▶ What to work on
Please retype the part of the interview transcript that opens with the words containing "Both of those" and closes with "to know why.", keeping every word and mark the same.

And I think you know, even the Founders endowed Congress with the ability to set standards for weights and measures. That's in Article one, Section eight, the Directive toward Congress. You know, so that a pound weighs a pound whether you're buying it in Kentucky or Ohio.

Speaker 5

So this falls under.

Speaker 4

Both of those categories, the ability for Congress to set standards and also the ability to regulate commerce with other countries. And it's really no extra imposition to put that on the label. There are some who would say it is, but the.

Speaker 5

Consumers have the right to know we do.

Speaker 2

And there's something that I always look at for and I've noticed that quite often you will see, at least in so far as seafood is concerned. You'll see country of origin on seafood. Like, I do not want to buy farm raised shrimp from Vietnam or China or Malaysia or wherever the hell it comes from. I want Gulf of Fill in the Black Mexico, United States wild caught shrimp and you can find it.

Speaker 5

You want to know why.

Speaker 1

That is why because the seafood lobby is not as powerful as the meat processing lobby, and so you still have to label the country of origin on seafood for poultry, and there's not a whole.

Speaker 5

Lot of post processing.

Speaker 4

On seafood, so you know, you can generally eat it as eat it or sell it as it came out of the ocean a lot of times. And so you don't have that same oligarchy that controls the seafood industry that you do in the beef and pork industry.

Speaker 5

Oh that is it's just to still have to label it.

Speaker 2

So if they had more money and could pay off lobbyists and congress people elected officials, then I wouldn't be able to know where my shrimp came from. That's really what this comes down to.

Speaker 5

That is what it comes down to.

Speaker 2

Brother always telling it like it is, Congress and Messi, let's pause. We'll bring you back because I do want to talk a little bit about tariffs and a couple other topics that I know you're usually fair game for pretty much anything. Let's pause, and let me take nineteen fifty five KERCD Talk Station Brian Thomas with Congressman Thomas mass Always a wonderful thing to having Congress Massi on

the program. Always even made better because Judge of Poultana follows, and we'll be talking with Judge of Platano on tariffs. And he points out in his column that these tariffs were implemented or asserted by Donald Trump pursued to the International Economic Emergency Powers Act of nineteen seventy seven, which permits the President to impose tariffs on goods coming from outside the US in the case of economic emergency. And he initially cited the fentanyl crisis with regard to the

twenty five percent tariffs on Canada and Mexico. And I think we can easily agree that fentanyl is a bit of a crisis. But moving over, apparently that had broader implications than originally intended, and so he cited this economic imbalance this trade deficit we have with so many countries, as the predicate the emergency to trigger them, but we apparently have been experiencing a trade imbalanced since nineteen thirty one, which according to the judge anyway, and I suppose people

are free to have their own conclusions on it. This isn't a sudden or unexpected event. Ergo, it's not an emergency. And I know some of the Democrats are trying to advance legislation to block the tariffs, nullifying the emergency authority. Trump sided to an Act of Tariffs by Representatives Meeks and Larson and Neil, all Democrats. Where is Congressman Massey on this?

▶ Record set
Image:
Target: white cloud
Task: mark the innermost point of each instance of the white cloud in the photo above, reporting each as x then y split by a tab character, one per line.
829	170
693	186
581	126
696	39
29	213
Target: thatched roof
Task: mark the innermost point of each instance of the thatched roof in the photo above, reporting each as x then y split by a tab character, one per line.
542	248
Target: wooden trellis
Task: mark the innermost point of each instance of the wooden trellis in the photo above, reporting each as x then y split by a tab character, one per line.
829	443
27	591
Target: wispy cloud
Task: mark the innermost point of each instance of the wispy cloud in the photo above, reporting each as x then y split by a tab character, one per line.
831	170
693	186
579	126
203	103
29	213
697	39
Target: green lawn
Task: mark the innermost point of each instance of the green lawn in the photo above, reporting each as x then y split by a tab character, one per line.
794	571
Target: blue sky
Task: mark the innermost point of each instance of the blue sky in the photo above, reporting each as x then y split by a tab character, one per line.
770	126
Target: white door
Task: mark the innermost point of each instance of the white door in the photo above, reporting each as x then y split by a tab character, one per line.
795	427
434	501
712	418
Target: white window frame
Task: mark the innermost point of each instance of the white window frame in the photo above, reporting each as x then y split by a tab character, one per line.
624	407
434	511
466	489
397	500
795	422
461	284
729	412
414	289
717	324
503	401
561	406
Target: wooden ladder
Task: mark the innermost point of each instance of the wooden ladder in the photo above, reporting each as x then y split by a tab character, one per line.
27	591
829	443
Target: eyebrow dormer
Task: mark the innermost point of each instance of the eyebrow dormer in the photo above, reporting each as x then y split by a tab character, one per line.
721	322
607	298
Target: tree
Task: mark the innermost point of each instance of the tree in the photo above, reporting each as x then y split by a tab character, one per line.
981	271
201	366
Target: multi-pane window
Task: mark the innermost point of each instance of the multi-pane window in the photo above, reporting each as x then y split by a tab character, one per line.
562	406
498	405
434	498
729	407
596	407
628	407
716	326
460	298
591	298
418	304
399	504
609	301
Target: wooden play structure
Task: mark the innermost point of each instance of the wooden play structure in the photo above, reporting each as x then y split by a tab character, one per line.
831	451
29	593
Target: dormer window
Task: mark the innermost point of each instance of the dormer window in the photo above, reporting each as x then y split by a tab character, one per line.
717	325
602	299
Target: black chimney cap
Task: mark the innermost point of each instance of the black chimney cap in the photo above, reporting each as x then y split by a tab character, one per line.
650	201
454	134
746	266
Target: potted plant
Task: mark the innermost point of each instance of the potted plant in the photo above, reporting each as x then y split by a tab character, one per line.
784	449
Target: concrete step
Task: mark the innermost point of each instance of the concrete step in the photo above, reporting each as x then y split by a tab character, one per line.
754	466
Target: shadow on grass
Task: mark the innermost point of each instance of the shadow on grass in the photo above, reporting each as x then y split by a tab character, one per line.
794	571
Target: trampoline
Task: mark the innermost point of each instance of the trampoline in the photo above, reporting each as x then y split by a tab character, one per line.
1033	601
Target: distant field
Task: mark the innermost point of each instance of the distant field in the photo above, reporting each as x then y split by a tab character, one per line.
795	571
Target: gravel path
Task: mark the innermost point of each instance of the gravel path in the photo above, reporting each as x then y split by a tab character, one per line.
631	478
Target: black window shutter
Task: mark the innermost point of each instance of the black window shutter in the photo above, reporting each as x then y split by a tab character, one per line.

▶ Written reply
Both of those categories, the ability for Congress to set standards and also the ability to regulate commerce with other countries. And it's really no extra imposition to put that on the label. There are some who would say it is, but the.

Speaker 5

Consumers have the right to know we do.

Speaker 2

And there's something that I always look at for and I've noticed that quite often you will see, at least in so far as seafood is concerned. You'll see country of origin on seafood. Like, I do not want to buy farm raised shrimp from Vietnam or China or Malaysia or wherever the hell it comes from. I want Gulf of Fill in the Black Mexico, United States wild caught shrimp and you can find it.

Speaker 5

You want to know why.